PROBLEM STATEMENT: Substitute "Place" for each "Drop" in the listing below and copy everything else back unchanged. Leave the pictures out of your answer.

-- begin SOURCE DATA --

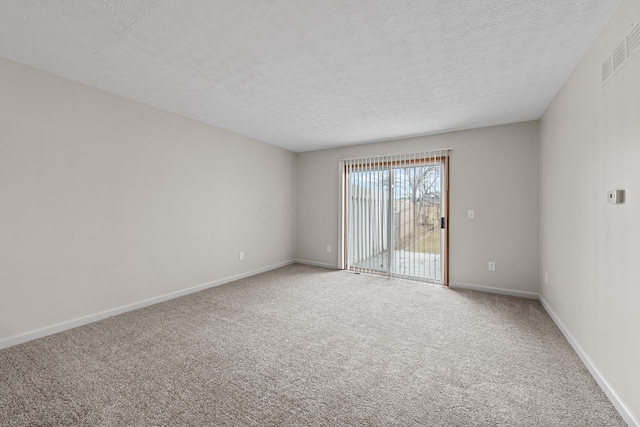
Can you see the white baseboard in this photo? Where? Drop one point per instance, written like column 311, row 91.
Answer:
column 620, row 406
column 73, row 323
column 316, row 264
column 511, row 292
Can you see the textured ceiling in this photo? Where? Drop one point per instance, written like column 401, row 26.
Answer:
column 310, row 74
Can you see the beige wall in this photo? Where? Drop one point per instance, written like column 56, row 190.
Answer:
column 590, row 143
column 106, row 202
column 494, row 171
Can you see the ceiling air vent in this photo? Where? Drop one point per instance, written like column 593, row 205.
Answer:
column 625, row 50
column 619, row 55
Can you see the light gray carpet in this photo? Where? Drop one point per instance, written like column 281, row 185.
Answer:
column 305, row 346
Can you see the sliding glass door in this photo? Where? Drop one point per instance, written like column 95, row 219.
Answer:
column 394, row 215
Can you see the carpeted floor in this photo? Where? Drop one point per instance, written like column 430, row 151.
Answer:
column 304, row 346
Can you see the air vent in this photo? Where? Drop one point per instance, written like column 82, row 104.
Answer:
column 621, row 55
column 633, row 41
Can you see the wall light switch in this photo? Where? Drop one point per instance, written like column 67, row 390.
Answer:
column 615, row 197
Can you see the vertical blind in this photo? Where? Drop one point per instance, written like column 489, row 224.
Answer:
column 393, row 209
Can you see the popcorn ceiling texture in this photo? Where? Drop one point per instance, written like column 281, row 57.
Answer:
column 310, row 74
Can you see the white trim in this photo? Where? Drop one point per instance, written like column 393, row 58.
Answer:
column 316, row 264
column 501, row 291
column 617, row 402
column 74, row 323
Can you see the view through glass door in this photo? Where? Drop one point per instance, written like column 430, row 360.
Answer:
column 394, row 216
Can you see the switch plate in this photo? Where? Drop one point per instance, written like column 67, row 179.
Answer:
column 615, row 197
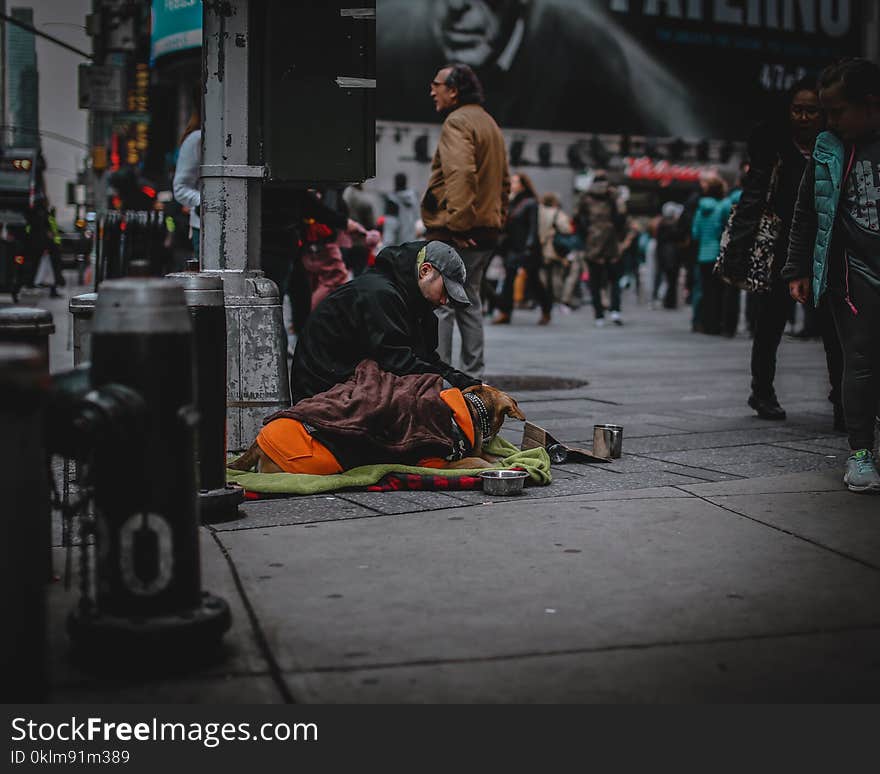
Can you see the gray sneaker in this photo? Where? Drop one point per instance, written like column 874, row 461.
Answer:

-- end SOURCE DATA --

IN RESPONSE:
Can you see the white baseboard in this photo? Where? Place one point per instance, written like column 311, row 91.
Answer:
column 620, row 406
column 73, row 323
column 316, row 264
column 511, row 292
Can you see the textured ceiling in this photo? Where? Place one point per instance, written like column 401, row 26.
Answer:
column 310, row 74
Can you see the beige wall in this photo? Where? Place one point per instance, written like column 56, row 190.
Answer:
column 590, row 143
column 106, row 202
column 494, row 171
Can you see the ceiling air vent in this photo? Where? Place one point per instance, written like column 593, row 205.
Answer:
column 625, row 50
column 619, row 55
Can you see the light gray carpet in this photo? Where? Place one point per instance, written like column 281, row 185.
Answer:
column 305, row 346
Can you see the sliding glass door in this photo? Where? Place one point per instance, written like column 95, row 219.
Answer:
column 394, row 215
Can you see the carpeted floor in this photo? Where? Place one point per instance, written like column 430, row 151.
Answer:
column 304, row 346
Can you see the air vent in this photo? Where? Place one point per instance, written like column 82, row 104.
Answer:
column 621, row 55
column 633, row 41
Can you see the wall light switch in this photo? Where? Place one point per instance, written like column 67, row 390.
Answer:
column 615, row 197
Can you see the vertical blind in this photo? Where? Place one point per instance, written like column 489, row 224.
Answer:
column 393, row 209
Can you see the popcorn ceiling texture in this photo? Where? Place one point per instance, written like column 281, row 57.
Answer:
column 310, row 74
Can you see the white trim in this photo? Where? Place one point per instance, written like column 393, row 58.
Answer:
column 316, row 264
column 501, row 291
column 617, row 402
column 74, row 323
Can you see the view through glass door in this photo? Where? Place one point per instance, written like column 430, row 360.
Answer:
column 394, row 216
Can you see the switch plate in this photo? Where? Place one point per instance, written like column 67, row 179.
Answer:
column 615, row 197
Can you see the gray sneaker in this photo? Where? Place one point per instance, written like column 874, row 461.
Answer:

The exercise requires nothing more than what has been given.